- Required actions
(1) Do these statements agree with the blog post on long distance relationships? Answer yes or no for each, and quote the deciding words of the post.
(a) Frankie left Manila to go back to Germany.
(b) The writer has concluded that long distance relationships work.
(c) Jai and Frankie met without the writer's help.
(2) Using the blog post on long distance relationships, what is the answer to each question below?
(a) Who prompted the post?
(b) Which term does the writer choose to use instead of "interracial"?
(c) Where did Jai see Frankie's picture?

Wednesday, May 7, 2008

Long Distance Relationship Works (Part 1)

Repeat: Long Distance Relationship Works.

I'm still undecided on this issue. Jake believes that long distance relationships work. He actually phrased it in a mumbled question (while his lips are pressed on mine) "Why, don't you think long-distance relationships work?" You might not remember it babe but I do because I remember how I did not answer it because, as I've said I'm still undecided on the issue.

This is a long overdue post prompted by two close friends of mine that are in or about to embark on a long distance relationship. First, do I have to put a dash in between "long" and "distance"? I think so. The fact that this is overdue owes to the same reason, which is my indecision on the topic at hand.

It's also interesting because the same issue gives way to another, even more complex set-up of cross-cultural relationship. Not just interracial but cross-cultural. I digress: interracial sounds like animals cavorting with another species. I'll stick to the term cross-cultural as it sounds more academic.

Frankie, yes, Frank Ulrich Cudal von Krefeld, the scion of German ex-nobility, left Manila last month to go back to his native Germany, leaving behind another dear friend Jai. In an interesting twist of events, Jai sent me an SMS about how he was worried about Frankie. I was surprised by that statement. First because I thought I knew Frankie better as his friend. And second because I didn't expect such a reaction from Jai. You see, Jai and Frankie met through me. Jai saw Frankie's pic online through my Multiply and oh-so sweetly asked if I could intervene in their fateful meeting. What was a good friend like me to do but introduce and introduce I did.

- Recorded information
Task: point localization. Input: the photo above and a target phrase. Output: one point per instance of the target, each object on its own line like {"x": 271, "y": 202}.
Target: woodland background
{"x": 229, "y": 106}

- Outputs by task
(1)
(a) Yes: "left Manila last month to go back to his native Germany"
(b) No: "I'm still undecided on this issue."
(c) No: "Jai and Frankie met through me."

(2)
(a) Two close friends of the writer who are in, or about to embark on, a long distance relationship.
(b) Cross-cultural.
(c) Online, through the writer's Multiply.